[WRITTEN TASK] Starting with the line that contains "[point] still water", reproduce each line through the end of the entries exactly as written.

## start DATASET EXTRACT

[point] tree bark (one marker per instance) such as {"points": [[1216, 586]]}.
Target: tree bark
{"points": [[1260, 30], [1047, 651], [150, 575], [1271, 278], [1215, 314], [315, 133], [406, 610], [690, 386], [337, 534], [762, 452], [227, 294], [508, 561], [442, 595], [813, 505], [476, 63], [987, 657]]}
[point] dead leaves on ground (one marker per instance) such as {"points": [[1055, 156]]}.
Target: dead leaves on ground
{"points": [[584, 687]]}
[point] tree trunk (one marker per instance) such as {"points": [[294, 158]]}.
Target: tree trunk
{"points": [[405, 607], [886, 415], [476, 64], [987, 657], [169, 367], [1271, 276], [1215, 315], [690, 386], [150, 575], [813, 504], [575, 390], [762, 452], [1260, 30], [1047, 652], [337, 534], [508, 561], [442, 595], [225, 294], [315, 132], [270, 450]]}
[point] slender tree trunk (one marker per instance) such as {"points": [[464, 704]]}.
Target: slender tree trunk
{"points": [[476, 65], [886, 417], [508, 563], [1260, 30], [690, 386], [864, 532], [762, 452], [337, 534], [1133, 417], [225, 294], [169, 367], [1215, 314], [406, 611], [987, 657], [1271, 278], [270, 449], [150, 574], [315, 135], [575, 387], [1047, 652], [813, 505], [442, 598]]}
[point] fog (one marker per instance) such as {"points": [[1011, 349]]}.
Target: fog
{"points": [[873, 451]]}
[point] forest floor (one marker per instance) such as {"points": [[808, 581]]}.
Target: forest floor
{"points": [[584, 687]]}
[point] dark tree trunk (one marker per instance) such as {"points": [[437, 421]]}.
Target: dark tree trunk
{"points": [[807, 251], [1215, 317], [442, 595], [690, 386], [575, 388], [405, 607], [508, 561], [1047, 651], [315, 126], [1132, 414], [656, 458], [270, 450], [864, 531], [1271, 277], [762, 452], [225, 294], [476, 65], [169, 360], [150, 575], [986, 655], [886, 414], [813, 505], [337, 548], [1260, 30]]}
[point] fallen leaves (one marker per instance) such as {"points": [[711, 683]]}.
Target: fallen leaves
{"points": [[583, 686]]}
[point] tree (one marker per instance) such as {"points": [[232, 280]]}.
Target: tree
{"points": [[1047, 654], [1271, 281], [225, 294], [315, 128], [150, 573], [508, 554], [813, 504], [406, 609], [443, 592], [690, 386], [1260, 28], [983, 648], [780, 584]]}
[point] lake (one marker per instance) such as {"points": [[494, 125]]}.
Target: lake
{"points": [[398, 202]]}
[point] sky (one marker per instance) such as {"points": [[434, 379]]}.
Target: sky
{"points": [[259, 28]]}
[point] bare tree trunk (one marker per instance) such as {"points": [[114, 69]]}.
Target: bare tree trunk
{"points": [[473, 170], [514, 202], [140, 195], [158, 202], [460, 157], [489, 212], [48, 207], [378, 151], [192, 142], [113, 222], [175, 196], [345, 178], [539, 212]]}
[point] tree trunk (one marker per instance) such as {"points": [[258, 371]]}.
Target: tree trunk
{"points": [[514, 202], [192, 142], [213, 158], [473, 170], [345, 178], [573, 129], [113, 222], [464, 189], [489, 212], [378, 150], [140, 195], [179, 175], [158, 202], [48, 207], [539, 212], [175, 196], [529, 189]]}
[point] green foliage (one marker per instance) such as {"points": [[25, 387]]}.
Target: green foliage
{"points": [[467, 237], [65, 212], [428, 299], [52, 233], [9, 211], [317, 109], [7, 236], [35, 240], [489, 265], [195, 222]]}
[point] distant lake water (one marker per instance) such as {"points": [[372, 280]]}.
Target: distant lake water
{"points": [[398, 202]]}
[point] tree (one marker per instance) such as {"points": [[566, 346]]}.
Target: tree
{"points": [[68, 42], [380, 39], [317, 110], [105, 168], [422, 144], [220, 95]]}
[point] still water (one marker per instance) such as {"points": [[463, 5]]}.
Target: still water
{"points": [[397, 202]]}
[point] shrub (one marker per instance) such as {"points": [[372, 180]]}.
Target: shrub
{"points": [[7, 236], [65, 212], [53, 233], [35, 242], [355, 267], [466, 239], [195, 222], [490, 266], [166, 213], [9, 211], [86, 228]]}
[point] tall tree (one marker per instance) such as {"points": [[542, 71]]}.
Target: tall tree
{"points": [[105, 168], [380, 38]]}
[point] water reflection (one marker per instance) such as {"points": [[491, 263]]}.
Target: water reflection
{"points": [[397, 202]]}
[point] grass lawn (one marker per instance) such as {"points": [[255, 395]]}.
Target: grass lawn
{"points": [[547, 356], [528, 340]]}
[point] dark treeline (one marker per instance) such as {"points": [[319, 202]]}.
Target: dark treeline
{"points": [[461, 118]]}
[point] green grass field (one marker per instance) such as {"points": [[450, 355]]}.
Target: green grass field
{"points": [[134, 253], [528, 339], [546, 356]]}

## end DATASET EXTRACT

[RESPONSE TO THE TASK]
[point] still water (one marker per instance) such as {"points": [[463, 5]]}.
Target: still water
{"points": [[397, 202]]}
[point] shrub (one marker per instance) such as {"points": [[372, 180]]}.
Target: shrub
{"points": [[7, 236], [65, 212], [53, 233], [35, 242], [355, 267], [466, 239], [195, 222], [490, 266], [166, 213], [9, 211], [86, 228]]}
[point] tall tree (one marker per instance) such as {"points": [[542, 71]]}.
Target: tall tree
{"points": [[105, 168], [380, 38]]}
[point] water reflection (one marker per instance) such as {"points": [[491, 263]]}.
Target: water reflection
{"points": [[397, 202]]}
[point] grass lawn (one marker per instance) such as {"points": [[255, 395]]}.
Target: grass lawn
{"points": [[547, 356], [528, 340]]}
[point] dark treeline (one marker per instance) such as {"points": [[319, 202]]}.
Target: dark treeline
{"points": [[461, 118]]}
[point] green grass field (one marker per instance) such as {"points": [[450, 355]]}.
Target: green grass field
{"points": [[134, 253], [528, 339], [546, 356]]}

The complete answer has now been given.